## The task
With nothing added or dropped, copy the data that follows exactly.

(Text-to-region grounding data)

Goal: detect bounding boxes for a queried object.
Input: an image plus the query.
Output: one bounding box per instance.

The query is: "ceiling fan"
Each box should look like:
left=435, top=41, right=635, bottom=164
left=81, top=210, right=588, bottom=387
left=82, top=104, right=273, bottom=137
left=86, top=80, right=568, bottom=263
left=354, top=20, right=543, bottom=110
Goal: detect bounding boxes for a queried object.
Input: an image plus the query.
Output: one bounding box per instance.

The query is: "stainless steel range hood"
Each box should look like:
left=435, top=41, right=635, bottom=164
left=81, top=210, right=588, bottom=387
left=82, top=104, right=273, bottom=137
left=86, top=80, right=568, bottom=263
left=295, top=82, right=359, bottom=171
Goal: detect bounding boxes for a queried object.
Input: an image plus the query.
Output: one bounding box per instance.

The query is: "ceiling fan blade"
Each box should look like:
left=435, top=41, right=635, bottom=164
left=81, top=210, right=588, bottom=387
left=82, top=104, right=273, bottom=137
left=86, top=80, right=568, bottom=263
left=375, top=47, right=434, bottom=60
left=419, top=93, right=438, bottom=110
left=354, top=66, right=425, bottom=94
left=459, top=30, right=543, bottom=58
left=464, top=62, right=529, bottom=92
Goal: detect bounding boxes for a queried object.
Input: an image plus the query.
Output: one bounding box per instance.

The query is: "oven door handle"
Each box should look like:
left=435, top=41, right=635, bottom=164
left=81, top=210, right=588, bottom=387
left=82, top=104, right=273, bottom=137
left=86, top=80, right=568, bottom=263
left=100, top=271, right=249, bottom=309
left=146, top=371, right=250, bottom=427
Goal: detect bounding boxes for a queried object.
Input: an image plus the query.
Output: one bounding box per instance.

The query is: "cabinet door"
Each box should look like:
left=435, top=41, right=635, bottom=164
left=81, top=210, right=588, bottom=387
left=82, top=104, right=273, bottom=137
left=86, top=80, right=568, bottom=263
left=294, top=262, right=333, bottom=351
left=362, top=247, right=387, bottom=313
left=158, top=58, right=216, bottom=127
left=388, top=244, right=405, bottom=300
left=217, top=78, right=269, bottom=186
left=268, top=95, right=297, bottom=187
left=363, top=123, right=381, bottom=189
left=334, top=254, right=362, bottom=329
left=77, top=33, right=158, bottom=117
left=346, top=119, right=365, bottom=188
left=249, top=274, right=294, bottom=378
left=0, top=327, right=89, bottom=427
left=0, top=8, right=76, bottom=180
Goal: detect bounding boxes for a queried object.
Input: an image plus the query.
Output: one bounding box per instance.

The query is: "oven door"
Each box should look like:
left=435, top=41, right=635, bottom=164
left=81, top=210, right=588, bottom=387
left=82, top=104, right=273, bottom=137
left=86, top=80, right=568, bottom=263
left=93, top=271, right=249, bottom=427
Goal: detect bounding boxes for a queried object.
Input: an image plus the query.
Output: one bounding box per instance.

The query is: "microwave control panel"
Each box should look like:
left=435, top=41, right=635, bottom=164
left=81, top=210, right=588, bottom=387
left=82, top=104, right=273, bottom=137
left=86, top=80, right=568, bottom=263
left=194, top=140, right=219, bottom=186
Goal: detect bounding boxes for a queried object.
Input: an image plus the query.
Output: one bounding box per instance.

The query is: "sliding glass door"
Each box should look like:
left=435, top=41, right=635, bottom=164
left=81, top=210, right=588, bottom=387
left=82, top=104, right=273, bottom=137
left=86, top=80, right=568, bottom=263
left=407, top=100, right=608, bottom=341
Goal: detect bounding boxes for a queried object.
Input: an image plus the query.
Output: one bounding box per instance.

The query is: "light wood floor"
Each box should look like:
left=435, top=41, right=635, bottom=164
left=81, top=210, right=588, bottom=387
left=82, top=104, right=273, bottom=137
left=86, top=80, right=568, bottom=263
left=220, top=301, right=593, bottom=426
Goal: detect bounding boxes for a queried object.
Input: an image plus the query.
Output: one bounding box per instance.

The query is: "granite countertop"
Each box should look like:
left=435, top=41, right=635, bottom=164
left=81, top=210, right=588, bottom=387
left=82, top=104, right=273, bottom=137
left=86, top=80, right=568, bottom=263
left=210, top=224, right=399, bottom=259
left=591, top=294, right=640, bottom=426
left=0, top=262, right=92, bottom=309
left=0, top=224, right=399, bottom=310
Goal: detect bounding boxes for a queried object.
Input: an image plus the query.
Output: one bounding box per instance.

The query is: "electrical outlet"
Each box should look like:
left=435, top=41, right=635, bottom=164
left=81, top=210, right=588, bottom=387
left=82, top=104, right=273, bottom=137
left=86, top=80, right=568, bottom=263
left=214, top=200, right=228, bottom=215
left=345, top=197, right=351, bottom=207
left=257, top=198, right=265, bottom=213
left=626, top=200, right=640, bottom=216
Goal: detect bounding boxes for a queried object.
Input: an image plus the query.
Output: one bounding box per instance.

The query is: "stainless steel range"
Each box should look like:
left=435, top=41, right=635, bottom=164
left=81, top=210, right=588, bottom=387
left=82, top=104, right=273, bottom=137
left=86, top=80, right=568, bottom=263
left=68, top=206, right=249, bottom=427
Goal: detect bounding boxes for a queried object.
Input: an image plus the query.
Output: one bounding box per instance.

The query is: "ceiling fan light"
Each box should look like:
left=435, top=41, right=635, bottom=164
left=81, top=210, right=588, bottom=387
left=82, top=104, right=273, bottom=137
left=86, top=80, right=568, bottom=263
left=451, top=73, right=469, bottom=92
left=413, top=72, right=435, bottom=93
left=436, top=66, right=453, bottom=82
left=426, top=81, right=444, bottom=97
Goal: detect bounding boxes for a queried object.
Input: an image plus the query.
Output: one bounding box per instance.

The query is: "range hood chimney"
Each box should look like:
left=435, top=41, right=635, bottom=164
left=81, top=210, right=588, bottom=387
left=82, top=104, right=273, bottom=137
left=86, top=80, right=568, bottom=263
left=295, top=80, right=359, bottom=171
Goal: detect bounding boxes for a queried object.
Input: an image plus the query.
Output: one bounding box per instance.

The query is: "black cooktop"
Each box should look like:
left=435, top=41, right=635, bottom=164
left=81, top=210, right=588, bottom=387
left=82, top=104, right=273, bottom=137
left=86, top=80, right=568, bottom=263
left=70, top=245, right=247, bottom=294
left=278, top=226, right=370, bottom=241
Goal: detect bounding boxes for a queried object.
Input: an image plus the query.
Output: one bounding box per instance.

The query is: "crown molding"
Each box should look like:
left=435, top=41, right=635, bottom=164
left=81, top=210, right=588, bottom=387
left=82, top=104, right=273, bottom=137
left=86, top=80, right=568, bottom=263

## Output for this task
Goal: detect bounding boxes for a queried object.
Input: an image plus the query.
Output: one bounding box per instance.

The query is: "ceiling fan"
Each box should look like:
left=435, top=41, right=635, bottom=164
left=81, top=210, right=588, bottom=387
left=82, top=104, right=273, bottom=137
left=86, top=80, right=568, bottom=263
left=354, top=20, right=543, bottom=110
Goal: detect bounding boxes for a queried object.
Input: an image plus the query.
Output: one bounding box per instance.

The query is: "stainless steel range hood"
Each box should look like:
left=435, top=41, right=635, bottom=164
left=81, top=210, right=588, bottom=387
left=82, top=104, right=273, bottom=137
left=86, top=80, right=568, bottom=263
left=295, top=82, right=359, bottom=171
Goal: detect bounding boxes for a queried object.
Input: an image plus the query.
Output: one bounding box per instance.

The query is: "ceiling fan blade"
Each box should look like:
left=435, top=41, right=635, bottom=164
left=81, top=210, right=588, bottom=387
left=82, top=104, right=273, bottom=137
left=86, top=80, right=568, bottom=263
left=375, top=47, right=434, bottom=60
left=419, top=93, right=438, bottom=110
left=354, top=66, right=425, bottom=94
left=459, top=30, right=543, bottom=58
left=464, top=62, right=529, bottom=92
Goal: detect bounding boxes for a queried object.
Input: an image plus the query.
Output: one bounding box per instance.

The query is: "oven door handle"
Each box should look like:
left=435, top=41, right=635, bottom=164
left=81, top=210, right=588, bottom=387
left=82, top=104, right=273, bottom=137
left=86, top=80, right=568, bottom=263
left=100, top=271, right=249, bottom=309
left=146, top=371, right=250, bottom=427
Goal: detect bounding boxes for a queried object.
Input: an image plus the query.
Output: one bounding box per instance.

The query is: "cabinet door"
Each box should look like:
left=435, top=41, right=635, bottom=164
left=81, top=210, right=588, bottom=387
left=82, top=104, right=273, bottom=137
left=86, top=80, right=568, bottom=263
left=294, top=262, right=333, bottom=351
left=362, top=247, right=387, bottom=313
left=158, top=58, right=216, bottom=127
left=388, top=244, right=405, bottom=300
left=217, top=78, right=269, bottom=186
left=268, top=95, right=297, bottom=187
left=363, top=123, right=381, bottom=189
left=334, top=254, right=362, bottom=329
left=77, top=33, right=158, bottom=117
left=346, top=119, right=365, bottom=188
left=249, top=274, right=294, bottom=378
left=0, top=327, right=89, bottom=427
left=0, top=8, right=76, bottom=180
Goal: detect bounding boxes for a queried object.
Input: an image plus the query.
Output: one bounding box per instance.

The query is: "oven door"
Each box should look like:
left=435, top=41, right=635, bottom=164
left=81, top=210, right=588, bottom=387
left=82, top=104, right=273, bottom=137
left=86, top=80, right=568, bottom=263
left=93, top=271, right=249, bottom=427
Goal: detect bounding boxes for a queried object.
Input: an image plus the query.
Output: one bounding box per instance.

The query is: "microwave control panel"
Each box should look like:
left=435, top=41, right=635, bottom=164
left=81, top=210, right=588, bottom=387
left=82, top=104, right=273, bottom=137
left=86, top=80, right=568, bottom=263
left=194, top=140, right=219, bottom=186
Goal: detect bounding boxes for a queried object.
Input: an image plus the query.
Output: one bounding box per instance.

The query is: "sliding glass door"
Each box should look like:
left=435, top=41, right=635, bottom=164
left=81, top=210, right=588, bottom=387
left=82, top=104, right=273, bottom=137
left=86, top=80, right=568, bottom=263
left=407, top=100, right=608, bottom=341
Goal: detect bounding boxes for a queried object.
Input: an image plus the query.
Output: one bounding box per instance.

The query is: "light wood floor"
Each box should look like:
left=435, top=41, right=635, bottom=164
left=81, top=210, right=588, bottom=387
left=82, top=104, right=273, bottom=137
left=86, top=80, right=568, bottom=263
left=220, top=301, right=593, bottom=426
Goal: detect bounding boxes for a queried object.
Input: an image plus the query.
Output: one bounding box per instance.

The query is: "granite countertop"
Each box should look like:
left=435, top=41, right=635, bottom=164
left=81, top=210, right=588, bottom=387
left=82, top=104, right=273, bottom=137
left=86, top=80, right=568, bottom=263
left=210, top=224, right=399, bottom=259
left=591, top=294, right=640, bottom=426
left=0, top=262, right=92, bottom=309
left=0, top=224, right=399, bottom=310
Goal: detect bounding boxes for a queried object.
Input: an image plus the query.
Output: one bounding box per instance.

The query is: "electrical outlet"
Each box should look like:
left=435, top=41, right=635, bottom=164
left=81, top=210, right=588, bottom=387
left=82, top=104, right=273, bottom=137
left=86, top=80, right=568, bottom=263
left=214, top=200, right=228, bottom=215
left=345, top=197, right=351, bottom=207
left=257, top=198, right=265, bottom=213
left=626, top=200, right=640, bottom=216
Goal: detect bounding boxes for a queried object.
Input: an image plus the query.
Output: one bounding box per instance.

The query is: "stainless steel range"
Each box should look like:
left=435, top=41, right=635, bottom=164
left=81, top=210, right=588, bottom=387
left=82, top=104, right=273, bottom=137
left=86, top=80, right=568, bottom=263
left=68, top=206, right=249, bottom=427
Goal: detect bounding boxes for a queried object.
Input: an image plus the query.
Output: one bounding box per instance.

The query is: "ceiling fan light"
Each box should look like:
left=435, top=41, right=635, bottom=164
left=81, top=210, right=588, bottom=387
left=82, top=104, right=273, bottom=137
left=86, top=80, right=568, bottom=263
left=451, top=73, right=469, bottom=92
left=413, top=72, right=435, bottom=93
left=436, top=66, right=453, bottom=82
left=426, top=81, right=444, bottom=97
Goal: detect bounding boxes for a queried object.
Input: an image plus the query.
Output: one bounding box per instance.

The query is: "range hood chimney"
Each box should look like:
left=435, top=41, right=635, bottom=164
left=81, top=210, right=588, bottom=387
left=82, top=104, right=273, bottom=137
left=86, top=80, right=568, bottom=263
left=295, top=80, right=359, bottom=171
Goal: detect bounding boxes for a queried object.
Input: an image plus the query.
Output: one bounding box per instance.

The query is: "black cooktop"
Each box should look like:
left=435, top=41, right=635, bottom=164
left=81, top=210, right=588, bottom=387
left=82, top=104, right=273, bottom=137
left=86, top=80, right=568, bottom=263
left=70, top=245, right=247, bottom=294
left=278, top=226, right=370, bottom=241
Goal: detect bounding boxes for a queried object.
Input: an image plus the query.
Output: one bounding box per instance.

The query is: "crown molding"
Each box should look like:
left=435, top=41, right=635, bottom=164
left=81, top=210, right=588, bottom=387
left=82, top=104, right=273, bottom=137
left=86, top=80, right=568, bottom=263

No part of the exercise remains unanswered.